[Record excerpts Boundary: Start]

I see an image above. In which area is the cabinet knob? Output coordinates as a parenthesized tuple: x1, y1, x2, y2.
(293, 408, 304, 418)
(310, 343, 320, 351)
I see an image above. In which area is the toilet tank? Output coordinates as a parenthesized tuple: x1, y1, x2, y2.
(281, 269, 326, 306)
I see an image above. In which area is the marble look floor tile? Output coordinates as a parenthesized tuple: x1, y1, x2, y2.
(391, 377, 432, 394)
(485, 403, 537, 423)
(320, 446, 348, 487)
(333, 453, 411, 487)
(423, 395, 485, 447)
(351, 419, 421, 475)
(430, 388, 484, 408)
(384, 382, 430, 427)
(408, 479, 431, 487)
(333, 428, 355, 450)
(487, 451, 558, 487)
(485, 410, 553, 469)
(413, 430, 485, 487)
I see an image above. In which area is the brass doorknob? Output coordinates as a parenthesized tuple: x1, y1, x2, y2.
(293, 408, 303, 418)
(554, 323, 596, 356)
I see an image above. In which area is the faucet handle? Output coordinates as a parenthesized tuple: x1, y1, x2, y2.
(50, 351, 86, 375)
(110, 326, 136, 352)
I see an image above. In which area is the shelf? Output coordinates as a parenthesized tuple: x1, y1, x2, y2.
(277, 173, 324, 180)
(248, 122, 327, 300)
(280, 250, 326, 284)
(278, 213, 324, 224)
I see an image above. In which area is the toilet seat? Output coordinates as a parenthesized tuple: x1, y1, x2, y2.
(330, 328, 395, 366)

[Record excerpts Boundary: End]

● **What you are asked to do**
Repeat the records exactly, including every line.

● **Reply to the task**
I see an image above. In which area is the cabinet knob? Output coordinates as a parenthesized tuple: x1, y1, x2, y2.
(293, 408, 304, 418)
(310, 343, 320, 351)
I see an image above. In which area is the toilet tank? Output coordinates as a parenthesized tuple: x1, y1, x2, y2.
(281, 269, 326, 306)
I see an image above. In which area is the marble look floor tile? Output coordinates as a parenthesized tuple: x1, y1, x2, y2.
(391, 377, 432, 394)
(485, 403, 537, 423)
(320, 446, 348, 487)
(333, 453, 411, 487)
(423, 395, 485, 447)
(351, 419, 421, 475)
(430, 388, 484, 408)
(384, 382, 430, 427)
(408, 479, 431, 487)
(333, 428, 355, 450)
(487, 451, 558, 487)
(485, 410, 553, 469)
(413, 430, 485, 487)
I see an image above. In which area is the brass doorknob? Output coordinates as a parenthesized tuple: x1, y1, x2, y2.
(293, 408, 303, 418)
(554, 323, 596, 356)
I see an image above. In which area is the faucet handle? Output coordinates as a parenthesized tuple: x1, y1, x2, y2.
(50, 351, 86, 375)
(110, 326, 136, 352)
I see an image above. In which area is the shelf? Output coordinates as a parenthesized tuple: x1, y1, x2, y2.
(277, 173, 324, 180)
(248, 122, 327, 300)
(280, 250, 326, 284)
(278, 213, 324, 224)
I see an image above. In which area is the toilet seat? Output coordinates as a parenthesized tuple: x1, y1, x2, y2.
(330, 328, 395, 366)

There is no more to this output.